◆ **Data supplied**:
[start]
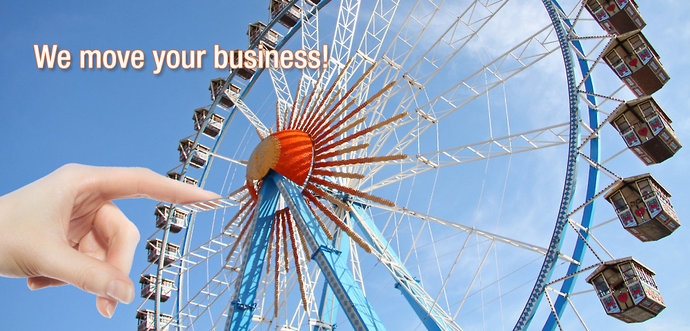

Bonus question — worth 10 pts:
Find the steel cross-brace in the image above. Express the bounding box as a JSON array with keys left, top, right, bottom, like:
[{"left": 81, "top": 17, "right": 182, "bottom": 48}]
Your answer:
[{"left": 350, "top": 202, "right": 461, "bottom": 330}]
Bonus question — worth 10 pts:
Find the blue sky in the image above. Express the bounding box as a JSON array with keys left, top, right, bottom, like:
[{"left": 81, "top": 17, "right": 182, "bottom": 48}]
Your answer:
[{"left": 0, "top": 0, "right": 690, "bottom": 330}]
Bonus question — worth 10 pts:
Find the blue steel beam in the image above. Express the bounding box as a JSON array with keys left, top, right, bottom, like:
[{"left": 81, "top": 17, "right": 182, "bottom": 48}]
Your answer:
[
  {"left": 350, "top": 202, "right": 460, "bottom": 330},
  {"left": 314, "top": 230, "right": 350, "bottom": 331},
  {"left": 513, "top": 0, "right": 580, "bottom": 331},
  {"left": 272, "top": 176, "right": 385, "bottom": 330},
  {"left": 543, "top": 1, "right": 599, "bottom": 331},
  {"left": 225, "top": 172, "right": 279, "bottom": 331}
]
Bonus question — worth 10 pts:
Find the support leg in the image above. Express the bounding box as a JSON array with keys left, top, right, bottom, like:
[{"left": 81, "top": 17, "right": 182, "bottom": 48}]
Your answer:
[
  {"left": 225, "top": 173, "right": 278, "bottom": 331},
  {"left": 274, "top": 177, "right": 385, "bottom": 330}
]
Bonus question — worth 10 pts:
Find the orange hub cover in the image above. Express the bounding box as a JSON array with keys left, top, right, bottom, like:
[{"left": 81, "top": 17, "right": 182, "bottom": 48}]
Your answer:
[{"left": 247, "top": 130, "right": 314, "bottom": 185}]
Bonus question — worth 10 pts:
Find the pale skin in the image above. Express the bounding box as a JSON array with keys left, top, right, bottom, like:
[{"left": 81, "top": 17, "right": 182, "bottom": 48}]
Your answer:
[{"left": 0, "top": 164, "right": 219, "bottom": 317}]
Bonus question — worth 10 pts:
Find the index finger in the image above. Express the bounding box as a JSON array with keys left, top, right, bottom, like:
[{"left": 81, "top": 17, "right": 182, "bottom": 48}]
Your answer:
[{"left": 70, "top": 166, "right": 220, "bottom": 204}]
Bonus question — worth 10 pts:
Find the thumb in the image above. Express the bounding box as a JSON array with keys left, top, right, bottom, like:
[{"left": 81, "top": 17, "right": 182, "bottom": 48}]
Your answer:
[{"left": 41, "top": 245, "right": 134, "bottom": 303}]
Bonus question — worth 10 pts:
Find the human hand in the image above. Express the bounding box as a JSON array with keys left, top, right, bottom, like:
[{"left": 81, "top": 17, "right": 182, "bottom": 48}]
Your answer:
[{"left": 0, "top": 164, "right": 219, "bottom": 317}]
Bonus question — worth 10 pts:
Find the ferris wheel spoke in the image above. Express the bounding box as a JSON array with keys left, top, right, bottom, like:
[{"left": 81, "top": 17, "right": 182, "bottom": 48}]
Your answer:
[
  {"left": 228, "top": 94, "right": 268, "bottom": 139},
  {"left": 268, "top": 67, "right": 292, "bottom": 118},
  {"left": 358, "top": 200, "right": 579, "bottom": 264},
  {"left": 361, "top": 123, "right": 568, "bottom": 192},
  {"left": 350, "top": 204, "right": 461, "bottom": 330}
]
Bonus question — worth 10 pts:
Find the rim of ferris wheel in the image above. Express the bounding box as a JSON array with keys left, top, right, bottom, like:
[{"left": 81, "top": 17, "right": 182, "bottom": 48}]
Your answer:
[{"left": 137, "top": 0, "right": 680, "bottom": 329}]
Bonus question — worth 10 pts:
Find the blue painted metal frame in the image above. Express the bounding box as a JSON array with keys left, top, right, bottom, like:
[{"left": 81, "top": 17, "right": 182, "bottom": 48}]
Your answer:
[
  {"left": 314, "top": 230, "right": 350, "bottom": 331},
  {"left": 513, "top": 0, "right": 580, "bottom": 330},
  {"left": 272, "top": 176, "right": 385, "bottom": 330},
  {"left": 225, "top": 172, "right": 279, "bottom": 331},
  {"left": 543, "top": 1, "right": 599, "bottom": 330},
  {"left": 171, "top": 0, "right": 331, "bottom": 330},
  {"left": 155, "top": 0, "right": 599, "bottom": 330}
]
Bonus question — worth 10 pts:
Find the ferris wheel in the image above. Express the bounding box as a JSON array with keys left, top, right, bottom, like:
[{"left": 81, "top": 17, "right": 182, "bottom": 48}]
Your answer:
[{"left": 137, "top": 0, "right": 681, "bottom": 331}]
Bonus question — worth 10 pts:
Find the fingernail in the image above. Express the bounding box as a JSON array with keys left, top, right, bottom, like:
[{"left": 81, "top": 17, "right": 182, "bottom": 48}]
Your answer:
[
  {"left": 105, "top": 279, "right": 134, "bottom": 303},
  {"left": 103, "top": 301, "right": 116, "bottom": 318}
]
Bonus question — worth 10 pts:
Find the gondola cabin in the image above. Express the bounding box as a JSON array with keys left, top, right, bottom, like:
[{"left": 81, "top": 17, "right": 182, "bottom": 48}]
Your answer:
[
  {"left": 585, "top": 0, "right": 646, "bottom": 35},
  {"left": 231, "top": 49, "right": 256, "bottom": 80},
  {"left": 177, "top": 138, "right": 210, "bottom": 168},
  {"left": 603, "top": 30, "right": 669, "bottom": 98},
  {"left": 604, "top": 174, "right": 680, "bottom": 241},
  {"left": 146, "top": 239, "right": 180, "bottom": 266},
  {"left": 268, "top": 0, "right": 302, "bottom": 29},
  {"left": 154, "top": 205, "right": 189, "bottom": 233},
  {"left": 610, "top": 97, "right": 682, "bottom": 165},
  {"left": 167, "top": 171, "right": 199, "bottom": 186},
  {"left": 587, "top": 257, "right": 666, "bottom": 323},
  {"left": 139, "top": 275, "right": 175, "bottom": 302},
  {"left": 137, "top": 309, "right": 172, "bottom": 331},
  {"left": 192, "top": 108, "right": 225, "bottom": 137},
  {"left": 208, "top": 78, "right": 242, "bottom": 108},
  {"left": 247, "top": 22, "right": 282, "bottom": 50}
]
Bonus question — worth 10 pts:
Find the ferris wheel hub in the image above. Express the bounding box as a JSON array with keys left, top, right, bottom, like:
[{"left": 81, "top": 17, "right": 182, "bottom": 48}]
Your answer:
[{"left": 246, "top": 130, "right": 314, "bottom": 185}]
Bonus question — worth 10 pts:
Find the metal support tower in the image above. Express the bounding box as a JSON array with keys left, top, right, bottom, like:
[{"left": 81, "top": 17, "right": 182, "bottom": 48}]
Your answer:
[{"left": 225, "top": 173, "right": 278, "bottom": 331}]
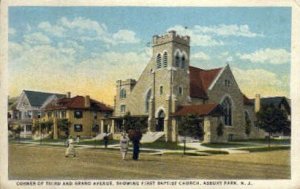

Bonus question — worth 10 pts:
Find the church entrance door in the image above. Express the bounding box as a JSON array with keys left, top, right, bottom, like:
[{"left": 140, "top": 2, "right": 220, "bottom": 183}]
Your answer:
[{"left": 155, "top": 110, "right": 165, "bottom": 132}]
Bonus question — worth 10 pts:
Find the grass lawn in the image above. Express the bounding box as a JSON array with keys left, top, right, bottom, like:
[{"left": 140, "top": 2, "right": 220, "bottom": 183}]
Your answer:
[
  {"left": 8, "top": 144, "right": 291, "bottom": 180},
  {"left": 201, "top": 142, "right": 253, "bottom": 148},
  {"left": 140, "top": 141, "right": 192, "bottom": 150},
  {"left": 239, "top": 146, "right": 291, "bottom": 152},
  {"left": 234, "top": 139, "right": 291, "bottom": 145}
]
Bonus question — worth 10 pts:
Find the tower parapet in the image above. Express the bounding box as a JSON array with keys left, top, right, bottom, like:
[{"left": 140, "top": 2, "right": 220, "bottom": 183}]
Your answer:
[{"left": 153, "top": 30, "right": 190, "bottom": 47}]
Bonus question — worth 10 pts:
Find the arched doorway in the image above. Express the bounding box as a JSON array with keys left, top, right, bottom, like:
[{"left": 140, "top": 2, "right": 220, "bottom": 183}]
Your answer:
[{"left": 155, "top": 110, "right": 165, "bottom": 132}]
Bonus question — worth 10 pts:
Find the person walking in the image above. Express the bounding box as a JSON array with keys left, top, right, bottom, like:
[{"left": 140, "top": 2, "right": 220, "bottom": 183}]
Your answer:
[
  {"left": 65, "top": 136, "right": 76, "bottom": 157},
  {"left": 103, "top": 132, "right": 108, "bottom": 148},
  {"left": 120, "top": 133, "right": 129, "bottom": 160}
]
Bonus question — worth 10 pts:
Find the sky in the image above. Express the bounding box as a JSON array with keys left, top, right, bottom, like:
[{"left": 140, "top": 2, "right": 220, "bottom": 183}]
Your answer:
[{"left": 8, "top": 6, "right": 291, "bottom": 105}]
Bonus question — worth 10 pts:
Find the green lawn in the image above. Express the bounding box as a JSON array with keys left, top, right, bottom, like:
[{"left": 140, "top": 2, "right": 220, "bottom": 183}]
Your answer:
[
  {"left": 201, "top": 142, "right": 253, "bottom": 148},
  {"left": 140, "top": 141, "right": 192, "bottom": 150},
  {"left": 239, "top": 146, "right": 291, "bottom": 152},
  {"left": 234, "top": 139, "right": 291, "bottom": 145},
  {"left": 8, "top": 144, "right": 291, "bottom": 180}
]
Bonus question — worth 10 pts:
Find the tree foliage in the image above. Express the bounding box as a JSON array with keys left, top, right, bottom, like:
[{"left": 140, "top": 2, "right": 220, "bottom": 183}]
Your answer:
[
  {"left": 257, "top": 104, "right": 289, "bottom": 136},
  {"left": 178, "top": 114, "right": 204, "bottom": 138}
]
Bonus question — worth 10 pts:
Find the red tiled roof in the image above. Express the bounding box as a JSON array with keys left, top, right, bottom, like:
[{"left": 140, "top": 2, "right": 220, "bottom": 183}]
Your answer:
[
  {"left": 189, "top": 66, "right": 222, "bottom": 98},
  {"left": 173, "top": 104, "right": 222, "bottom": 116},
  {"left": 46, "top": 96, "right": 113, "bottom": 111},
  {"left": 243, "top": 94, "right": 254, "bottom": 106}
]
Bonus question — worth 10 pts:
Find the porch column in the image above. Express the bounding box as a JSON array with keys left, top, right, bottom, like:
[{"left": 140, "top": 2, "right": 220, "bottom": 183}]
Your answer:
[
  {"left": 53, "top": 118, "right": 58, "bottom": 140},
  {"left": 110, "top": 119, "right": 116, "bottom": 133},
  {"left": 100, "top": 119, "right": 104, "bottom": 133},
  {"left": 171, "top": 117, "right": 178, "bottom": 142}
]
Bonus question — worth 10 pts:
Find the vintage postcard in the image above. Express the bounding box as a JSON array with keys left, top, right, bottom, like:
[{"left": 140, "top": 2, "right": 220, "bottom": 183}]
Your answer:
[{"left": 0, "top": 1, "right": 300, "bottom": 189}]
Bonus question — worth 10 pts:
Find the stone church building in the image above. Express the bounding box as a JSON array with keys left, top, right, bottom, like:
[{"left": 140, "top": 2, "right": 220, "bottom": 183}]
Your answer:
[{"left": 112, "top": 31, "right": 265, "bottom": 142}]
[end]
◆ **Stated task**:
State how many of the lines above contain the string "support", treating uppercase and lowercase letters as distinct. Reply with the number alone.

◆ **Response to the exercise**:
2